» EXERCISE BRIEF
Write out these lines again, substituting "Can you point out" for every "Would you be able to show me" and leaving everything else unchanged.

## START DATA FOR THIS TASK

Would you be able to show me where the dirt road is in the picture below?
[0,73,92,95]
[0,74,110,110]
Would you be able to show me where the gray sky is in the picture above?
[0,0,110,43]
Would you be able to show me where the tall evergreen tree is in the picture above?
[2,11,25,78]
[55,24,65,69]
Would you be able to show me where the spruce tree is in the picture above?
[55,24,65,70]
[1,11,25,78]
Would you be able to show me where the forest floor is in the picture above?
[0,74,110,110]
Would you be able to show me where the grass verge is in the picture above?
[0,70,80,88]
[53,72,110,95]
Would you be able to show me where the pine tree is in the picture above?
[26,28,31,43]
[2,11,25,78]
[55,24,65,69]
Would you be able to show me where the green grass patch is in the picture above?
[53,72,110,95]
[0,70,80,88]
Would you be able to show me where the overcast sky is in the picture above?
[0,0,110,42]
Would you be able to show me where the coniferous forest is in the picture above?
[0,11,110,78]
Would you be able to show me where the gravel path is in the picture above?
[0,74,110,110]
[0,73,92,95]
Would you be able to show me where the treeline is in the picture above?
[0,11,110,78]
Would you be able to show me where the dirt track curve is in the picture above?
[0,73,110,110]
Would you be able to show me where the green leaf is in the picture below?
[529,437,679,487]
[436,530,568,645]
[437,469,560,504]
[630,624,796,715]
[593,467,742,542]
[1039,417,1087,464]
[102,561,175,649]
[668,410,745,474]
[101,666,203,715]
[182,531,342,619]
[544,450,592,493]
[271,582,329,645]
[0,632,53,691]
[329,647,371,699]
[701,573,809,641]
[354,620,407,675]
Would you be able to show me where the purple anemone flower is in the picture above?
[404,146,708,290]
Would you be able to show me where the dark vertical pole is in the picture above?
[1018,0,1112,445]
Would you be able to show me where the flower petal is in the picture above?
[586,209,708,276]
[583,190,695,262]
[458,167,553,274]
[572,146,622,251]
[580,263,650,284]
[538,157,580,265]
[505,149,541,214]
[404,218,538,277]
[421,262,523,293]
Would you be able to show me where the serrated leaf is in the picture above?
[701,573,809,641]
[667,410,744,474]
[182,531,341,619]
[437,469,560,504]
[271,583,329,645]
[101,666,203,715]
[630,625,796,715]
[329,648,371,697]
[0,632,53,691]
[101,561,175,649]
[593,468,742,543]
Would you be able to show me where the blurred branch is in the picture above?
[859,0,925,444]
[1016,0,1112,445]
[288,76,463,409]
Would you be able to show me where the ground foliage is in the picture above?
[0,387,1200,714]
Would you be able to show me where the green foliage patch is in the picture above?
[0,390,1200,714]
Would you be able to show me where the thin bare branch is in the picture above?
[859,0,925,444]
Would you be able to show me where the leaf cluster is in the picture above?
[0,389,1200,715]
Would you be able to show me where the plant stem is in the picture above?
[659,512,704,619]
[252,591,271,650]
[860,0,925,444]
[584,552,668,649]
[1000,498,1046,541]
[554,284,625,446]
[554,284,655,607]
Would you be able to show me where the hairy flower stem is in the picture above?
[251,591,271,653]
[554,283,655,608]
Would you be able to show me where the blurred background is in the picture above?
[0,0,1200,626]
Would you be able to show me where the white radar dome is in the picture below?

## END DATA FOR THIS TASK

» FULL RESPONSE
Can you point out where the dirt road is in the picture below?
[0,73,92,95]
[0,74,110,110]
Can you point out where the gray sky is in the picture above?
[0,0,110,43]
Can you point out where the tall evergreen tree is in the picture above?
[2,11,25,78]
[55,24,65,69]
Can you point out where the spruce tree is in the picture above?
[55,24,65,70]
[1,11,25,78]
Can you point out where the forest floor is in the picture above?
[0,74,110,110]
Can you point out where the grass verge is in the picture above?
[0,70,80,88]
[53,72,110,95]
Can you point out where the pine tree is in the picture above?
[26,28,31,43]
[2,11,25,78]
[55,24,65,69]
Can you point out where the green grass patch is in the picture above?
[53,72,110,95]
[0,70,80,88]
Can you point out where the overcast sky is in the picture above?
[0,0,110,42]
Can you point out where the coniferous forest is in the picture above?
[0,11,110,78]
Can you point out where the gravel path is in the picture above?
[0,74,110,110]
[0,73,92,95]
Can you point out where the treeline is in the picture above?
[0,11,110,78]
Can you point out where the dirt track curve is in the picture above?
[0,73,110,110]
Can you point out where the green leaf is in the picture below?
[529,437,679,487]
[436,530,568,645]
[437,469,560,504]
[630,624,796,715]
[593,467,742,542]
[1039,417,1087,464]
[102,561,175,649]
[668,410,745,474]
[101,666,203,715]
[182,531,342,619]
[544,450,592,493]
[271,582,329,645]
[0,632,53,691]
[329,647,371,699]
[701,573,809,641]
[354,620,407,675]
Can you point out where the purple anemone flower is in the picture above?
[404,146,708,290]
Can you point out where the dark vertical pole is in the picture above?
[1018,0,1112,445]
Can you point out where the flower petal is in the picture above?
[586,209,708,276]
[583,190,695,262]
[458,167,553,274]
[572,146,622,251]
[580,263,650,284]
[538,157,580,265]
[505,149,541,214]
[404,218,538,277]
[421,262,523,293]
Can you point out where the serrated leaf is in the picture above?
[701,573,809,641]
[667,410,744,474]
[182,531,341,619]
[437,469,560,504]
[271,583,329,645]
[101,666,203,715]
[630,625,796,715]
[329,648,371,697]
[0,632,53,691]
[101,561,175,649]
[593,468,742,543]
Can you point out where the blurred branch is in the picture above?
[859,0,925,444]
[1016,0,1112,445]
[288,76,463,409]
Can you point out where the ground foliage is in the picture above?
[0,387,1200,714]
Can you point out where the green foliage patch is in the picture above?
[0,390,1200,714]
Can you point out where the thin bare branch is in the picture above?
[859,0,925,444]
Can you point out where the leaf cluster is in the picture above?
[0,389,1200,715]
Can you point out where the plant stem is in the picture above?
[659,512,704,619]
[252,591,271,650]
[860,0,925,444]
[584,552,668,649]
[1000,498,1046,541]
[554,284,625,446]
[554,284,655,607]
Can you point out where the hairy flower stem is in the picture above?
[251,591,271,653]
[554,283,655,608]
Can you point out where the blurred background is in the picture above?
[0,0,1200,626]
Can you point out where the white radar dome is in the picture below?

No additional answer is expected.